Офтальмологию нам преподавал чешский еврей Йоханнес Голдман. Я не знал, когда и как он оказался в Берне, но понимал, что для того, чтобы получить занимаемую им позицию и остаться на ней во время войны, нужно было иметь выдающийся послужной список. И, действительно, он, так же как и Гланцманн, приобрел международную известность своими работами по исследованию глаукомы, и слыл пионером современной офтальмологии вплоть до своей смерти в конце 70-х или начале 80-х. Кроме демонстрации пациентов всем студентам вместе, нас разбили на небольшие группы и учили, как исследовать глазное дно с помощью увеличительного стекла и зеркала (как источника света), укрепленного на лбу доктора. Я был очень увлечен офтальмологией и она была второй после патологии специальностью, которой я хотел бы заниматься. Хотя офтальмология в финансовом смысле куда более выгодна, чем патология, но я все же выбрал в конце концов последнюю и никогда об этом не пожалел. Не знаю почему, может быть, у нас было что-то общее, но Голдман был очень добр ко мне. Позже он помогал мне, даря по 100 швейцарских франков в месяц (немалые деньги в то время), и способствовал моему устройству на работу в Сант-Галлен. Я никогда не забуду его щедрость.

Дерматологию нам преподавал громадный франко-швейцарец Роберт, говоривший по-немецки с французским акцентом. Его лекции и демонстрации тоже были увлекательны, и студенты его любили. Сейчас это было бы совершенно недопустимым, но он обсуждал безнадежный прогноз для молодой женщины с большой меланомой прямо в ее присутствии.

И, наконец, несколько слов о психиатрии. Нам ее читали в психиатрической больнице за городом, и добираться туда было нелегко. Пациенты все были местные жители, говорившие на швейцарском немецком. Паранойя и другие виды шизофрении, так же, как и другие виды душевных заболеваний, были широко представлены. Подавляющее большинство больных были обречены оставаться здесь навсегда, потому что никаких лекарств в это время еще не было. Единственной применяемой процедурой был электрический шок, и использовали его очень широко. Психотерапия здесь не применялась, и учение Фрейда никакого влияние на применяемые методы лечения не оказало.

Несмотря на напряженную учебу, я находил время для романтических приключений, но все равно чувствовал себя очень одиноко и тосковал по своей семье. В начале 1944 г. я встретил в нашей столовой Анни П., недавно приехавшую из Вены. Она была талантливым художником и дизайнером одежды. Я увлекся ею по нескольким причинам, главной из которых было то, что у нее была настоящая семья, с братом и родителями. В результате мы поженились в Берне в 1944 г. Как выяснилось позднее, мы плохо подходили друг другу, и нам обоим этот необдуманный шаг принес много горя.

**Фрагмент набора данных**

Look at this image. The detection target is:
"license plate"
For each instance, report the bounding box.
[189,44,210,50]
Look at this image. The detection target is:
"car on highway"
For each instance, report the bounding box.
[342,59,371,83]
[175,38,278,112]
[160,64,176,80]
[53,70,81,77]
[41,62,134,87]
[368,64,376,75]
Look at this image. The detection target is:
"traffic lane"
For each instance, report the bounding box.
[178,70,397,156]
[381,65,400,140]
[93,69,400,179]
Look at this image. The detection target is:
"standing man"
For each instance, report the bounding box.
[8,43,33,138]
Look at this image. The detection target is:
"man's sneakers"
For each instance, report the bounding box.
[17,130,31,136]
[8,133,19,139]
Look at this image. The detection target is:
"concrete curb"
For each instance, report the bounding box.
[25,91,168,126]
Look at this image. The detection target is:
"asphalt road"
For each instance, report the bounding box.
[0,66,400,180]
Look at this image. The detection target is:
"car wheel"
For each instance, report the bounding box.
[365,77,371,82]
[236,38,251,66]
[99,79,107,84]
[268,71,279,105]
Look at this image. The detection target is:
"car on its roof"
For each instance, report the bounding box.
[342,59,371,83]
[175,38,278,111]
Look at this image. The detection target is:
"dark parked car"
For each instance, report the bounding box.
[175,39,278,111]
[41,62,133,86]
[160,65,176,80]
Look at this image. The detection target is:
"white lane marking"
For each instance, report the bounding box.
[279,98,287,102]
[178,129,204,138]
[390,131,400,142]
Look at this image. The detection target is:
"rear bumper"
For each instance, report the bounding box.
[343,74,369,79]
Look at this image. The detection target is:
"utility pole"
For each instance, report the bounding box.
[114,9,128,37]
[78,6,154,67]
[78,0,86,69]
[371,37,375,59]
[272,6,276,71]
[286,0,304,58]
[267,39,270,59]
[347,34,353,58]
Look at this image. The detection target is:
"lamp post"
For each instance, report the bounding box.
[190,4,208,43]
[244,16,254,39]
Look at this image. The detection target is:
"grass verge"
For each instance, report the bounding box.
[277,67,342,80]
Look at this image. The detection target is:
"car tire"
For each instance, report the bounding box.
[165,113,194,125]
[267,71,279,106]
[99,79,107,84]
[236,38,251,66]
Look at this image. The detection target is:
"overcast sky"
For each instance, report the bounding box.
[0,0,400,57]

**Задание 1**
Сколько швейцарских франков в месяц дарил Голдман рассказчику, согласно воспоминаниям об учебе в Берне?
**Задание 2**
Допишите следующую часть воспоминаний об учебе в Берне, начав сразу после последнего абзаца.

**Ответ 1**
По 100 швейцарских франков в месяц.

**Ответ 2**
В начале 1945 г. Анни заболела, у нее подозревали туберкулез, и врачи посоветовали провести в горах по крайней мере три месяца   —  лекарств от туберкулеза тогда не было. Нам было не по карману снимать жилье в горах, но на помощь пришла семья Жана Нормана, с которым я познакомился в Бельлюшезе. Они помогли нам снять скромное жилье в Гштаде, известном горнолыжном курорте. Ани провела там три месяца, а я мог ее навещать только раз в месяц, добираясь туда поездом и автобусом.

Самым примечательным в Гштаде было присутствие американских летчиков, интернированных в Швейцарии. Они либо совершили здесь вынужденную посадку после бомбежки Германии, либо сбежали из немецкого плена. Я с восхищением смотрел на этих веселых ребят, нисколько не опечаленных жизнью в плену, носившихся на лыжах с сумасшедшей скоростью по головоломным склонам. Здесь я впервые сам почувствовал дух американского оптимизма и беззаботности, и мне он очень понравился, хотя поговорить с летчиками мне и не удалось, поскольку я не знал английского.

Вернувшись в Берн, Ани родила нашего первого ребенка, Майкла, 25 октября 1945 г.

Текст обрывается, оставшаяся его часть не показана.